Your objective → Reproduce the data below verbatim, omitting the picture.

Available records →
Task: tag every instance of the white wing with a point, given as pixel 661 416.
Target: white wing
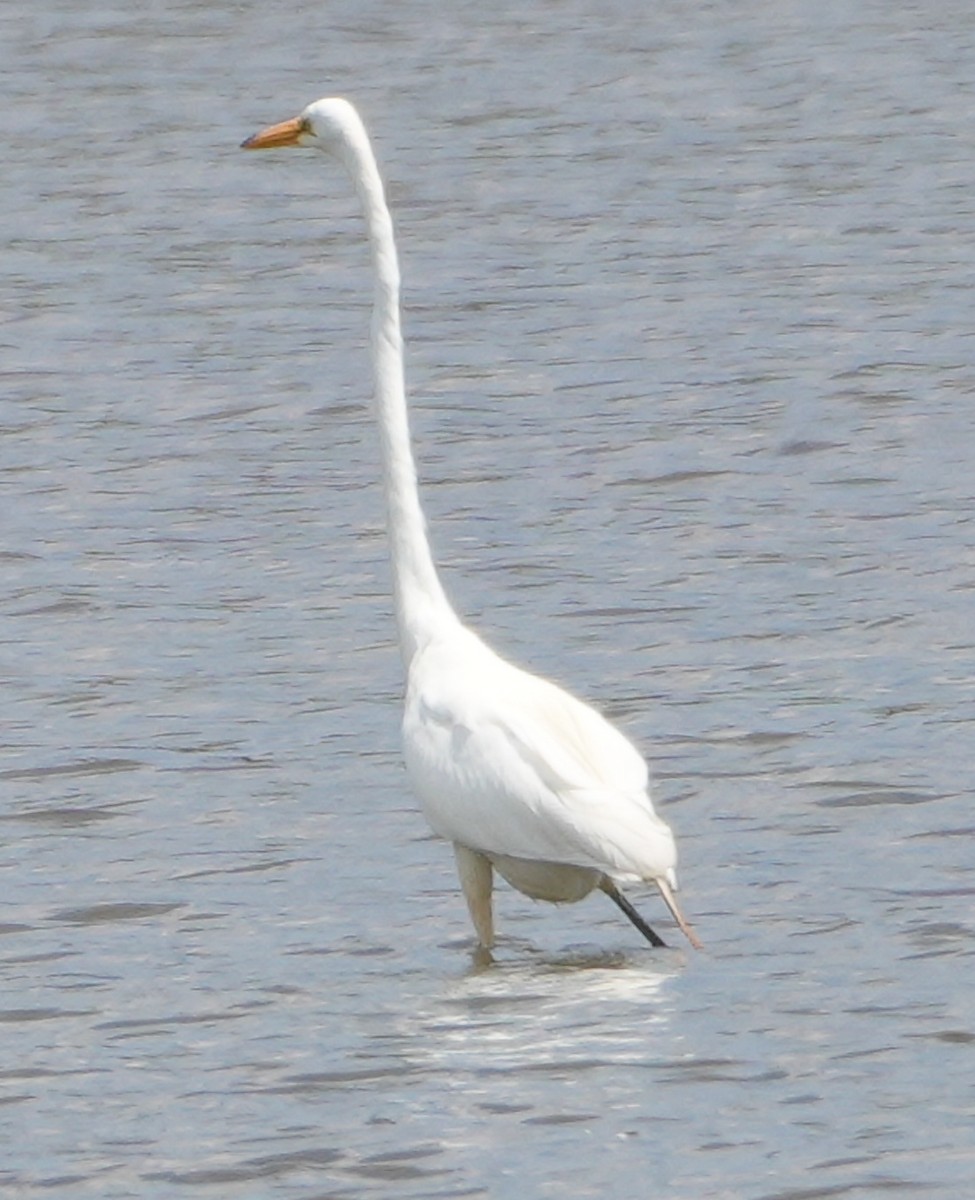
pixel 508 763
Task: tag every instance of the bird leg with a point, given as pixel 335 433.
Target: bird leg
pixel 621 901
pixel 477 880
pixel 670 900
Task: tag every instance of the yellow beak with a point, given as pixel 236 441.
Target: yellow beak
pixel 283 135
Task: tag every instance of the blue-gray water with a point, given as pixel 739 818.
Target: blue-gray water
pixel 689 309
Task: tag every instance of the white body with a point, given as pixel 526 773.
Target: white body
pixel 516 773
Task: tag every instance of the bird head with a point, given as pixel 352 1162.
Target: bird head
pixel 327 124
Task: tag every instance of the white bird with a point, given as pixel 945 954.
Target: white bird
pixel 522 778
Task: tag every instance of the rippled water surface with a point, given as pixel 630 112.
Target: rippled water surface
pixel 689 307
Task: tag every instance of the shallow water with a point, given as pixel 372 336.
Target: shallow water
pixel 689 318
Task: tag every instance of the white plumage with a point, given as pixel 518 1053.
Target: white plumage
pixel 520 775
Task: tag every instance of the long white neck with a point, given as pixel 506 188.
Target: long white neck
pixel 422 606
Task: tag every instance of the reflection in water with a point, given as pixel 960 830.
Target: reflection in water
pixel 692 376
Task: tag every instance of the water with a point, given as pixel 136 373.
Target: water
pixel 689 317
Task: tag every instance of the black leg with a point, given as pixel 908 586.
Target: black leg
pixel 621 901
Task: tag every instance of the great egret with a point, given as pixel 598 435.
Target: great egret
pixel 521 777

Task solution →
Task: tag every instance of the white wing with a point, given as pixel 661 416.
Target: white wing
pixel 508 763
Task: tag every instance of the bird leg with a point, given as pixel 335 433.
Target: bird leg
pixel 621 901
pixel 477 880
pixel 670 900
Task: tag every instance of the yellow beak with a point, given as pixel 236 441.
Target: yellow beak
pixel 283 135
Task: tag every instance of the blue-gray water with a point, given as pixel 739 818.
Target: blue-gray water
pixel 689 309
Task: tag every instance of the white body with a point, given as pixel 526 773.
Target: white body
pixel 516 773
Task: tag every instance of the bird head with a point, given as pixel 352 1162.
Target: bird head
pixel 327 124
Task: tag every instance of the white bird with a point, given as pixel 945 954.
Target: white bird
pixel 522 778
Task: tag every instance of the rippled water surface with a point, given as pixel 630 112.
Target: rippled water surface
pixel 689 307
Task: tag every instance of the shallow water with a point, given as pixel 372 336.
Target: shallow water
pixel 689 318
Task: tag every instance of the white plumage with a point, given as pixel 518 1053.
Target: white plumage
pixel 520 775
Task: tag every instance of the long white neck with a point, given as pixel 506 188.
Target: long white neck
pixel 422 606
Task: tag every instance of the reflection in water with a point, given as pixel 960 830.
Target: reflection in water
pixel 692 376
Task: tag every instance of the water with a point, given as pixel 136 373.
Target: water
pixel 689 317
Task: tag every instance of the black leg with a point, given as pixel 908 586.
Target: black leg
pixel 621 901
Task: tag every instance of the great egret with a point, given as pixel 598 435.
Target: great egret
pixel 521 777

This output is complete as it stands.